>> start Rows
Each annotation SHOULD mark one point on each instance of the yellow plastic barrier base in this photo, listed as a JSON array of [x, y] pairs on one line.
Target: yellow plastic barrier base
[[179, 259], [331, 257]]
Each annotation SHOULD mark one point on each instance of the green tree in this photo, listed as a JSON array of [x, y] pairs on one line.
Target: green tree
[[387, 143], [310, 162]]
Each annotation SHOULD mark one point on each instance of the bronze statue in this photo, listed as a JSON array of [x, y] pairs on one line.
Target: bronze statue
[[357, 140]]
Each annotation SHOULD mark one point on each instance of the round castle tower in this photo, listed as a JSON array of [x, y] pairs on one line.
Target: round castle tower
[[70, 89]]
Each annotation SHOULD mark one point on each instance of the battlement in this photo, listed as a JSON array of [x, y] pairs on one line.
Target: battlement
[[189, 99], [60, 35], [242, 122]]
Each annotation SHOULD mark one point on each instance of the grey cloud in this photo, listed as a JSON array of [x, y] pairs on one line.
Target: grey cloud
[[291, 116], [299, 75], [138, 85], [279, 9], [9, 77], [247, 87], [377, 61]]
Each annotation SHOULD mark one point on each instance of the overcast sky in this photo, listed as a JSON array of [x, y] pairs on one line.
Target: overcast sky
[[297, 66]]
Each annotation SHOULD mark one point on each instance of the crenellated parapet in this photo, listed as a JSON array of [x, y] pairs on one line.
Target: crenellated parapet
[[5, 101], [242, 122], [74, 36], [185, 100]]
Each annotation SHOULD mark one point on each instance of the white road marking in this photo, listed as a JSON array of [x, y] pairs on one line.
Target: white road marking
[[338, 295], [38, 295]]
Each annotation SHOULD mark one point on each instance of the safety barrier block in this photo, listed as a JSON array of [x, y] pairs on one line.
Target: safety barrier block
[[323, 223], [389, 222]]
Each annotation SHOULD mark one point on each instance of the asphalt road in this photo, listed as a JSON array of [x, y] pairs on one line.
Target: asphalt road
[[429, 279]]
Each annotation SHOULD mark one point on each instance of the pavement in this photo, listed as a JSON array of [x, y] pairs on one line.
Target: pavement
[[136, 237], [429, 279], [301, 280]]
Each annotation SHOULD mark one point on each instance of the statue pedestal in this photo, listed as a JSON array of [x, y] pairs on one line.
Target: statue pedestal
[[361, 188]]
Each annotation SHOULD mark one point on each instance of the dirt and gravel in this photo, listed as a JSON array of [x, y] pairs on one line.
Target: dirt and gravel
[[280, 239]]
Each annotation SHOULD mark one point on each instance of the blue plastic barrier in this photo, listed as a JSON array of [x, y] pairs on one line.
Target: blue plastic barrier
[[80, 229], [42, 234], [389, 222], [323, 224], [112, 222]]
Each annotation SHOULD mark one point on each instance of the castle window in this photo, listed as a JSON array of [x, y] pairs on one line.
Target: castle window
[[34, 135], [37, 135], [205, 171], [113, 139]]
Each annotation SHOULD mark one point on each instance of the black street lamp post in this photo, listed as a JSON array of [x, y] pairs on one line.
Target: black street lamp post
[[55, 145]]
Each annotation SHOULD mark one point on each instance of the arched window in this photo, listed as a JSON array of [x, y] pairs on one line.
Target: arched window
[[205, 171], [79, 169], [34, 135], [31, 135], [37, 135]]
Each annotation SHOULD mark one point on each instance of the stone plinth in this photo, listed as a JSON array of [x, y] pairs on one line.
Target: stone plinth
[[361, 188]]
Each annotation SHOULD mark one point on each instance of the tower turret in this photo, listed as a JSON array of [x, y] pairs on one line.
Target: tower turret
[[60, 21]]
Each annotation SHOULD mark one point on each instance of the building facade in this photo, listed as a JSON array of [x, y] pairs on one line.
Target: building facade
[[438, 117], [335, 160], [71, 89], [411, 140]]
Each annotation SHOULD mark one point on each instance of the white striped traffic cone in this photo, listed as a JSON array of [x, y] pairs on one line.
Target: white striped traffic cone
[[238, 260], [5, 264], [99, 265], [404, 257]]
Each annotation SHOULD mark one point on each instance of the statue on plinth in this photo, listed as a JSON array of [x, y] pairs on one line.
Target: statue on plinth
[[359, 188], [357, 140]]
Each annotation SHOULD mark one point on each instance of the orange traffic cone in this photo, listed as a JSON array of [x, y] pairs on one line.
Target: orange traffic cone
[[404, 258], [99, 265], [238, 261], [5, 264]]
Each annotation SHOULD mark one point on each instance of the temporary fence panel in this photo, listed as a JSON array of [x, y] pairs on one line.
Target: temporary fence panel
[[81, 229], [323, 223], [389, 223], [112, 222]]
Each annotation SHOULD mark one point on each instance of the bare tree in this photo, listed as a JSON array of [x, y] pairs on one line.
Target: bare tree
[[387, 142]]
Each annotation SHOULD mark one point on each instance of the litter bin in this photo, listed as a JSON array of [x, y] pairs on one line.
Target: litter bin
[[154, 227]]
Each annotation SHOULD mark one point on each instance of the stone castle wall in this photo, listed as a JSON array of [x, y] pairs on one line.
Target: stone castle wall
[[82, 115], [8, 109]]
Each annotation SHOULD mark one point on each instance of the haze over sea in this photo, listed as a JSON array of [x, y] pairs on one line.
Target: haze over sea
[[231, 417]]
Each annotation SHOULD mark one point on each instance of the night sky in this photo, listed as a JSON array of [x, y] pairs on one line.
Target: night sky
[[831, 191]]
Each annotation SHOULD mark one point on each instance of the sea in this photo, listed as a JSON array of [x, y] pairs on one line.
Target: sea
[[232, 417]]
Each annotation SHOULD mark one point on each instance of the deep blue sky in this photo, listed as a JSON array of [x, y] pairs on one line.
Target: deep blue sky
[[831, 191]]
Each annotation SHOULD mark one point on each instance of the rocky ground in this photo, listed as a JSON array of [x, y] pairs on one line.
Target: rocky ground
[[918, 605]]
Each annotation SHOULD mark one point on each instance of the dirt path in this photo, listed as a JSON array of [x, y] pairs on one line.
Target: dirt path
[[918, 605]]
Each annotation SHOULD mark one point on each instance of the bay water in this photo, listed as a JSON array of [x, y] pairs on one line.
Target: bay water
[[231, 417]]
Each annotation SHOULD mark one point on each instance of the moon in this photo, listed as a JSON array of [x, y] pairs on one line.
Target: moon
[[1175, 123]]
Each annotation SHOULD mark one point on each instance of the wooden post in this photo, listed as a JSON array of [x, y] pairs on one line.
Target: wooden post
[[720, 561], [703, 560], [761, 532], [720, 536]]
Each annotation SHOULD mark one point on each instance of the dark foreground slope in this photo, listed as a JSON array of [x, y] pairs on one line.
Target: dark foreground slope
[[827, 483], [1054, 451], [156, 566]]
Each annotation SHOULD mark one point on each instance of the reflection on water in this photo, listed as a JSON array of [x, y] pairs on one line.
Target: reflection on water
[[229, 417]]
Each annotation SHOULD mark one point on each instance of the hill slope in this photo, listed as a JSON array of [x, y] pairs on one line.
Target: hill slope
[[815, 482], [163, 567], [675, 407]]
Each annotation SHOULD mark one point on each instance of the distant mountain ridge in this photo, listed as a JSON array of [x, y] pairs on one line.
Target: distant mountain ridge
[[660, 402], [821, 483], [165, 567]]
>> end Rows
**Required task:** Copy out the items word for word, from the line containing "of the green" to the line containing "87], [377, 61]]", with both of those lines included.

**Answer to this exercise:**
Each annotation SHOULD mark one point on each instance of the green tree in this photo, listed as a JSON array of [x, y] pairs on one line.
Target: green tree
[[387, 143], [310, 162]]
Each annotation SHOULD mark one point on each instance of the bronze statue in this photo, listed as a JSON array of [x, y] pairs on one line.
Target: bronze statue
[[357, 140]]
Each annotation SHOULD mark one point on each instance of the round castle tower in this photo, listed as a JSON array of [x, y] pairs on one line.
Target: round castle tower
[[70, 89]]
Each annotation SHOULD mark one point on each instance of the battlement in this photo, listed as a JSON array of [x, y] pairs on one line.
Target: battlement
[[189, 99], [60, 35], [242, 122]]
Each annotation SHOULD mark one point on each instance of the grey cloud in this photo, listed as a JSON array of [x, y] pairs on one line.
Target: grey cloud
[[291, 116], [299, 75], [138, 85], [279, 9], [9, 77], [247, 87], [377, 61]]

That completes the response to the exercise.